As I See It: Terry Murden
It will come as little surprise that the Covid-19 lockdown is accelerating the take-up of digital banking, a trend that the banks say is a reflection of customers feeling “more confident “about using online and mobile channels. That may well be the case. On the other hand, it could be a catalyst for a new round of branch closures.
Virgin Money – also still trading as Clydesdale – and Bank of Scotland have put planned closures on hold, at least providing a reprieve to communities affected. Once the economy gets back to anything resembling normality the gloves will come off and the banks will see the wider adoption of digital banking as the perfect excuse for a resumption of their planned programmes.
Recent research by Virgin Money revealed that more customers were downloading mobile banking apps to undertake a range of checks and transactions. The digital adoption rate for current account customers in April showed the largest monthly increase it has ever seen and average daily mobile app log-ins increased by almost 10%. Paul Titterton, head of personal distribution, said that “having now got familiar with it and seen the benefits, many intend to carry on using it in the future.”
That sounds more like a mission statement for the bank.
It is not alone, and the trend is not restricted to the UK; it’s worldwide. The Wall Street Journal reports that US customers are visiting bank branches less frequently during the coronavirus pandemic and it reaches the same conclusion: that it could speed up some banks’ plans for shutting them down.
Branch traffic in the US fell more than 30% in April and the first three weeks of May compared with the same period last year, according to Novantas, a financial services research firm. Teller transactions dropped 32% in March and April compared with the same period last year, Novantas said.

* * *

§ **Task to complete**
Continue the column on digital banking and branch closures, starting after its last sentence.

* * *

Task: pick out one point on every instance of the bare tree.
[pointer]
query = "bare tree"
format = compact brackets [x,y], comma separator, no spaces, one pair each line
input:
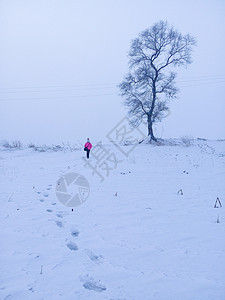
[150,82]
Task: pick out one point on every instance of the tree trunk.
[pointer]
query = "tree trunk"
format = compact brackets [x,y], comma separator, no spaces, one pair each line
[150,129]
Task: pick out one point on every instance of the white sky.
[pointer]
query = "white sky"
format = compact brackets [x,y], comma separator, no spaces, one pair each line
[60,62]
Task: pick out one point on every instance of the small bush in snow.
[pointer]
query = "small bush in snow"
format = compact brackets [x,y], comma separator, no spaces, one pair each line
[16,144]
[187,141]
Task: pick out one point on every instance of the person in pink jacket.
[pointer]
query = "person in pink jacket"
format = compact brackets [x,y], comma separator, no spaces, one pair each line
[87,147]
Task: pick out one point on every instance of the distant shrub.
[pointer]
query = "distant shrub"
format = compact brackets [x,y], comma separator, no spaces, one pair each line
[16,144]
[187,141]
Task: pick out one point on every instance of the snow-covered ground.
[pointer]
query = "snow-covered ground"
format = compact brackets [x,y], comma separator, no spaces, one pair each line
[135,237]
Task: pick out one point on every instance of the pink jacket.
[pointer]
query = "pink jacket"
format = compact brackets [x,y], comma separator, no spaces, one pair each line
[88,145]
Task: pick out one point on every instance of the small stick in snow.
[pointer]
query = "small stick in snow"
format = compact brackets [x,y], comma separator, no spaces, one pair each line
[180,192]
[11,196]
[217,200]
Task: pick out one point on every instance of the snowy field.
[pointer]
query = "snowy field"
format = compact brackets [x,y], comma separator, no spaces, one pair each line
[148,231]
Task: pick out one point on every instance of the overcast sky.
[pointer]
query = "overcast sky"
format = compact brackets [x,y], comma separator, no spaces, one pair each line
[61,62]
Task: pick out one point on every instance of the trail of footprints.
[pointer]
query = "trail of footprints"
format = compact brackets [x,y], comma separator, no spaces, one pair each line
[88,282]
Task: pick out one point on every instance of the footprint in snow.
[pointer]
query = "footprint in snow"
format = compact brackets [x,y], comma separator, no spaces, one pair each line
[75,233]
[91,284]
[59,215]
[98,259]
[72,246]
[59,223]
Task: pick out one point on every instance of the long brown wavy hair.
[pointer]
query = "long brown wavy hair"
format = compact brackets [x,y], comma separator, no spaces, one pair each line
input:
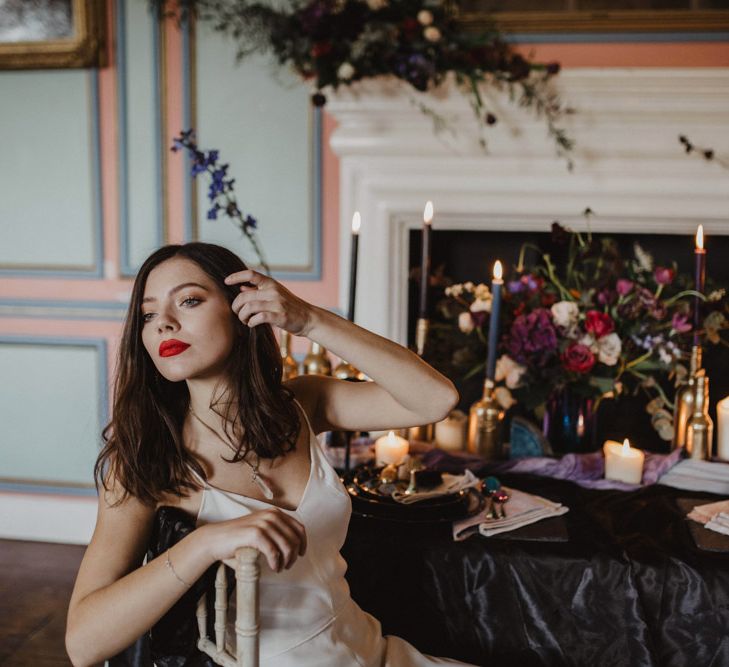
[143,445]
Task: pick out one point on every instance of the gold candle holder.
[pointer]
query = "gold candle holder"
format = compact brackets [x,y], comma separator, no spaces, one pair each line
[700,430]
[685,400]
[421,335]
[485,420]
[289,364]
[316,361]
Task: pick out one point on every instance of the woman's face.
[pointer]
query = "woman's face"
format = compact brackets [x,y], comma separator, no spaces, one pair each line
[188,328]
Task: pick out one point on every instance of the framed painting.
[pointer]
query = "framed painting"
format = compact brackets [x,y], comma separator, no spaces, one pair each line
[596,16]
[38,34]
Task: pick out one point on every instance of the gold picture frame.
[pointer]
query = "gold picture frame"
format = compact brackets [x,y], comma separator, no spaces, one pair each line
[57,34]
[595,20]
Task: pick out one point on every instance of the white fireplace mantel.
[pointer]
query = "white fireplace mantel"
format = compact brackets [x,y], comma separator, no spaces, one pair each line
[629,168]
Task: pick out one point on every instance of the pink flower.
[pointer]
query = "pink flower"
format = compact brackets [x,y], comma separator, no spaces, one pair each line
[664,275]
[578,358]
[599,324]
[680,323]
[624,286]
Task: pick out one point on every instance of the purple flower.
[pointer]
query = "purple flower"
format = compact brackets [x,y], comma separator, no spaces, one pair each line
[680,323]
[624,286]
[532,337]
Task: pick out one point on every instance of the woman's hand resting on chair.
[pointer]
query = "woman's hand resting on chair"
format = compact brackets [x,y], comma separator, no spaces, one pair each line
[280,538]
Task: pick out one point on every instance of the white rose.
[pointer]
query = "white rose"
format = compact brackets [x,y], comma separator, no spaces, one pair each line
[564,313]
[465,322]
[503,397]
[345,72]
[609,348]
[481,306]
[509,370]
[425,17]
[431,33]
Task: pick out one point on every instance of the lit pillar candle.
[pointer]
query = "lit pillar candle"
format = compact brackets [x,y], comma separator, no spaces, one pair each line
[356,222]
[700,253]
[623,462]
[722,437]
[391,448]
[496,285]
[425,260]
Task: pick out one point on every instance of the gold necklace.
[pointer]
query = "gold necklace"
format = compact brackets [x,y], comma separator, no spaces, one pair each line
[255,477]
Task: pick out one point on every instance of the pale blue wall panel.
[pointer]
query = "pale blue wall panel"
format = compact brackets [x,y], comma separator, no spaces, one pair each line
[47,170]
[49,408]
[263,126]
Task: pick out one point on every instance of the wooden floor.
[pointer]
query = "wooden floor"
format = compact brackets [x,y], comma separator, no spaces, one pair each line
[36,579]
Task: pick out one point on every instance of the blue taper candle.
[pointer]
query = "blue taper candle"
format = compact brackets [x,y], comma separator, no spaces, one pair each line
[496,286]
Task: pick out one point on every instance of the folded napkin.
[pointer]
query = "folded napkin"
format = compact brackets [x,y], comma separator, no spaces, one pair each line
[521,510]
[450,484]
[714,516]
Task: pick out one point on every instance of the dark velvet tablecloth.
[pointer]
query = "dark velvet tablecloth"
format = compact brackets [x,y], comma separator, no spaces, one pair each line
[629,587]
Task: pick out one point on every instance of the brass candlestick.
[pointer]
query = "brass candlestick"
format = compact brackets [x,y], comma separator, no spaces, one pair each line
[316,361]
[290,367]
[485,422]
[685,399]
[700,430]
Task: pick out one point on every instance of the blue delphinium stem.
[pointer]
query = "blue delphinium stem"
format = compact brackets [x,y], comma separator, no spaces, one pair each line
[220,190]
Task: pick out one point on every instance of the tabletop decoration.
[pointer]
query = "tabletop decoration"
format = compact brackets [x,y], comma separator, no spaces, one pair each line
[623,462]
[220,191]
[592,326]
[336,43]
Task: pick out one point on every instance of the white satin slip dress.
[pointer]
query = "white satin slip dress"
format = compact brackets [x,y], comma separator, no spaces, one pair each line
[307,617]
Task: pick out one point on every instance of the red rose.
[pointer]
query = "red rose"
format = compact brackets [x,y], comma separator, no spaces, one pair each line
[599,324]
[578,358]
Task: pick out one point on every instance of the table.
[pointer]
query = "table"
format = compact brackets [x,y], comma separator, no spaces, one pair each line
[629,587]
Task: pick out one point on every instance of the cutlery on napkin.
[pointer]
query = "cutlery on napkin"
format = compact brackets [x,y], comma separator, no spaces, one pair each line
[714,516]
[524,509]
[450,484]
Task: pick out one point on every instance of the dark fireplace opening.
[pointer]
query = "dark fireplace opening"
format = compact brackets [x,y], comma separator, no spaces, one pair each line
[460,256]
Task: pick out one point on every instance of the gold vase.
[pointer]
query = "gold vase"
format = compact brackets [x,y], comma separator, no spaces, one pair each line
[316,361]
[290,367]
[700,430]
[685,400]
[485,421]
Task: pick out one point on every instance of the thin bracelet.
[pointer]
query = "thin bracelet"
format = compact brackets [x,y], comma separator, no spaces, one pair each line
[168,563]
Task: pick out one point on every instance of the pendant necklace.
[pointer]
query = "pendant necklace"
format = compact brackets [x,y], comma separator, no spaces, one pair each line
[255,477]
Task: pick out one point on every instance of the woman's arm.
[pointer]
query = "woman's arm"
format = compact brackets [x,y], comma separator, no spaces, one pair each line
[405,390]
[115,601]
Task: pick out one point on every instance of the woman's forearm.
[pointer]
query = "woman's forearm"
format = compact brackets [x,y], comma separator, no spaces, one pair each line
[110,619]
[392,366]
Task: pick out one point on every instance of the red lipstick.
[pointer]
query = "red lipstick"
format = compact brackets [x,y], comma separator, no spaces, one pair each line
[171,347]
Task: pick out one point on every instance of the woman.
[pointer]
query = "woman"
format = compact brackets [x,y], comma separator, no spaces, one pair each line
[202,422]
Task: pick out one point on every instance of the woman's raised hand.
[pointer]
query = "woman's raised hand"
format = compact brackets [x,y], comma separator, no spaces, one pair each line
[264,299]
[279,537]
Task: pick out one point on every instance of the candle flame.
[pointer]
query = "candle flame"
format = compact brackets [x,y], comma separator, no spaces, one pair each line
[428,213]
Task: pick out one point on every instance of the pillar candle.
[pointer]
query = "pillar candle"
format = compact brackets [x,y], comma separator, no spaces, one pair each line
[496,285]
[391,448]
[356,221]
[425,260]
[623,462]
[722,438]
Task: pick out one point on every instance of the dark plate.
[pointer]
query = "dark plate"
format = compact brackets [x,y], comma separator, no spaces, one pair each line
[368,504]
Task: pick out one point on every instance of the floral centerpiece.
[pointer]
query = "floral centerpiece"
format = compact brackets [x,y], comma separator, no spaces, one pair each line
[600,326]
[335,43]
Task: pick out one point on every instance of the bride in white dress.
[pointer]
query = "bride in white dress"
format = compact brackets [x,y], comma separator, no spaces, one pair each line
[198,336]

* * *

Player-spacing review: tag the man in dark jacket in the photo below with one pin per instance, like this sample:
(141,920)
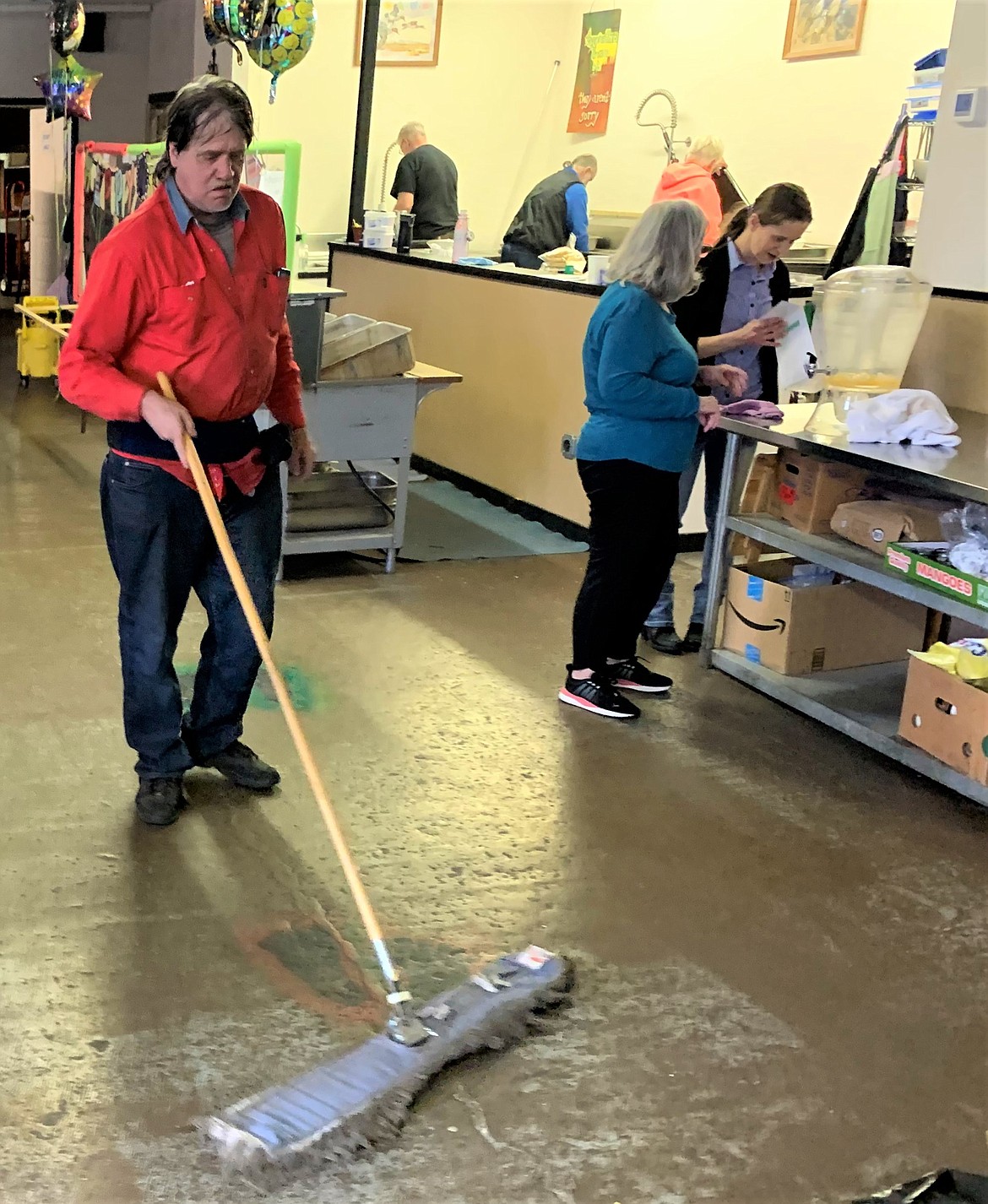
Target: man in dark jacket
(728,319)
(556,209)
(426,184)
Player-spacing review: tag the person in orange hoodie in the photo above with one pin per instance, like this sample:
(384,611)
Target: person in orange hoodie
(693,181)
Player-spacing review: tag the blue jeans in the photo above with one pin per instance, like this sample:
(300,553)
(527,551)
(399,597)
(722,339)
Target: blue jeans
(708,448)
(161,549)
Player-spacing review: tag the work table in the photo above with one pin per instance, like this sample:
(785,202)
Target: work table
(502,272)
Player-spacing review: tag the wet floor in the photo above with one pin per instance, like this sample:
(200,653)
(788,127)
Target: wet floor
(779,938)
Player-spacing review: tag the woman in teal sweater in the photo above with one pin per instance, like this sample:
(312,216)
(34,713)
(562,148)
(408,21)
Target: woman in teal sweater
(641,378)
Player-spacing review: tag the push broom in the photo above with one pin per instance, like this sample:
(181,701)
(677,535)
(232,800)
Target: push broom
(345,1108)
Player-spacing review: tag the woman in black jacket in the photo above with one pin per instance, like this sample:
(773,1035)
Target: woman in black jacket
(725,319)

* * *

§ **Answer to this problem**
All banks have been arguing for time that customers are switching to digital banking and that this has reduced footfall in branches and their viability. Critics say the shift has been driven not only by customer demand but by the banks themselves making access to branches more difficult, even access to some products which have been limited to online customers.
There is no doubt that customers, particularly young customers, are drawn increasingly to the convenience and speed of digital banking, notwithstanding the regular lockouts. As IT systems improve, aided by developments in fintech, this shift will accelerate. Banks were already facing a need to keep up with the digital challengers: Monzo, Revolut, Starling and others which are gaining young customers at a faster rate.
The current pandemic has, by necessity, driven both sides down the digital route. As noted by the website Finextra, those who once resisted online banking have been forced to adopt digital banking apps as their new default. The more these customers realise how convenient it is to bank digitally, the less likely they are to go back to physical branches.